Linda Brown, right, and daughter Lisa Newlander, show MIA bracelets they wore over the last year in honor of James Leslie Moreland/Staff photo by Janet Jensen

When I asked Linda Brown of Puyallup the one thing she wants people most to know about her brother’s remains coming home after 43 years missing in action from the Vietnam War, she said:

“Don’t every give up. Never, ever give up.”

I wrote about Brown and her family for a story published Tuesday. Her brother, U.S. Army Special Forces Sgt. 1st Class James Leslie Moreland, a Siver Star recipient, is coming back to U.S. mainland soil. He will be buried in May beside his parents’ graves in Ashby, Ala.

She and her daughter, Lisa Newlander, both lauded the U.S. government and its Defense Prisoner of War/Missing Personnel Office (DPMO) for its perseverance in continuing to search for, find and return the remains of veterans lost in World War II, the Korean War, Vietnam, the Cold War, the Gulf War and other conflicts.

So did Kathy Strong, a 50-year-old Walnut Creek, Calif., woman who has been wearing a MIA bracelet in honor of Moreland since she was 12. She is part of the story of Moreland’s homecoming, too, and Moreland’s family is grateful for a stranger who wished every day for the return of Moreland’s remains.

Task requirements:
1. In the article about James Leslie Moreland's remains coming home, where will he be buried?
2. Continue the article about James Leslie Moreland's homecoming from its last sentence.

Extracted records:
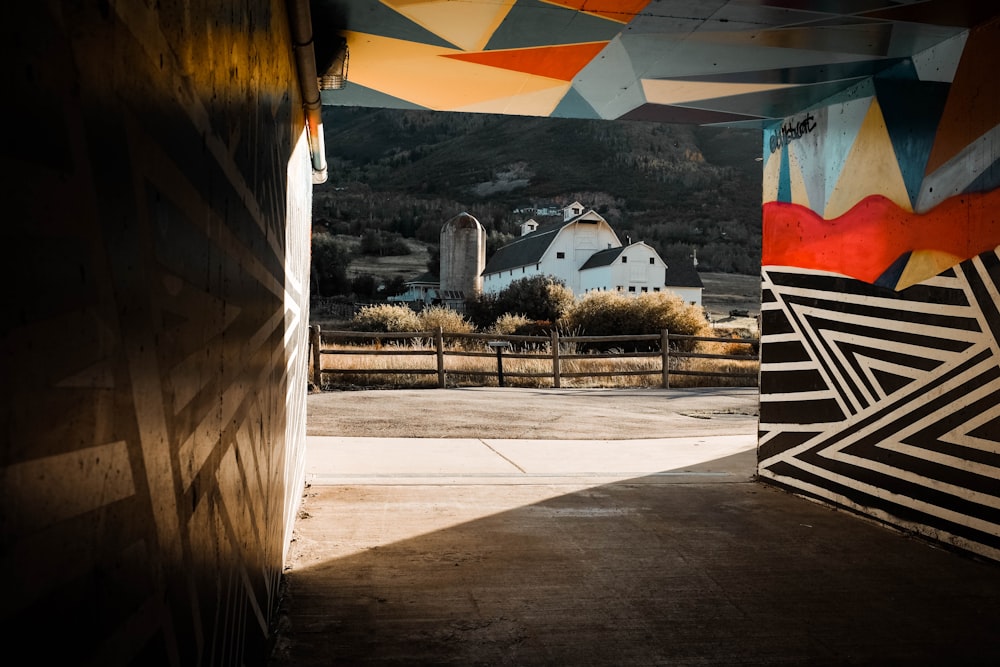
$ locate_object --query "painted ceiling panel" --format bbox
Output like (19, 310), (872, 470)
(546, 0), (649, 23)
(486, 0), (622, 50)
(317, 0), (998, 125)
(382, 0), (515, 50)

--

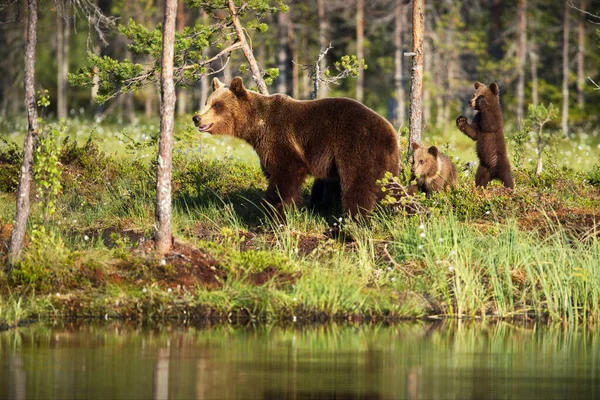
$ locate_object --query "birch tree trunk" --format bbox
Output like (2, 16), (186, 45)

==

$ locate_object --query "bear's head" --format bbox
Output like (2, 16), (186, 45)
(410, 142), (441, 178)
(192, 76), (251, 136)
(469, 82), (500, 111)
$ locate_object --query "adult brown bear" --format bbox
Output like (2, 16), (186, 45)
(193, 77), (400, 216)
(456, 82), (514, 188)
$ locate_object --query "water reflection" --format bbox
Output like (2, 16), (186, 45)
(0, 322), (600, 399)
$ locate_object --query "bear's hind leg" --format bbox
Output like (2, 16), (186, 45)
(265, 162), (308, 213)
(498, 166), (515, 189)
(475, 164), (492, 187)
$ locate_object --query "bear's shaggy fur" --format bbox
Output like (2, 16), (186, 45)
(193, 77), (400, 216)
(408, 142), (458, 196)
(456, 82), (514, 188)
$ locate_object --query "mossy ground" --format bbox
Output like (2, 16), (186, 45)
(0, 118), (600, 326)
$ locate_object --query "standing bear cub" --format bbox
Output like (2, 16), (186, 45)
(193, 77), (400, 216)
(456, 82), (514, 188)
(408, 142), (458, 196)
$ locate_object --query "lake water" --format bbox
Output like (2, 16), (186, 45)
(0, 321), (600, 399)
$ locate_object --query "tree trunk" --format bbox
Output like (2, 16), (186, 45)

Results by task:
1. Beside his parents' graves in Ashby, Ala., in May.

2.
This story has been covered by the Contra Costa Times and the Birmingham News.

As a reporter, I knew of the “bring every service member” home policy of the government, but in the process of writing the story this week, I learned even more about the great lengths to which this department goes.

Among recent releases posted on its website is news about:

11 World War II airmen whose remains have been recovered and are being returned to their families for burial “with full military honors.” They were aboard a B-24D Liberator flying out of Port Moresby, New Guinea, when their aircraft disappeared. This news was released Feb. 11

An airman missing from the Korean War, 1st Lt. Robert F. Dees 23, of Moultrie, Ga. The department announced Jan. 21 that his remains have been identified to his family for burial. His F-84 Thunderjet crashed during a bombing run in North Korea on Oct. 9, 1952. The news was released Jan.21.

Two airmen missing from Vietnam Air Force Col. James E. Dennany, 34, of Kalamazoo, Mich., and Maj. Robert L. Tucci, 27, of Detroit, Mich., disappeared Nov. 12, 1969, while flying an F-4D to escort a gunship on a night strike mission over Laos. News of their repatriation was released by the DPMO on Jan. 11.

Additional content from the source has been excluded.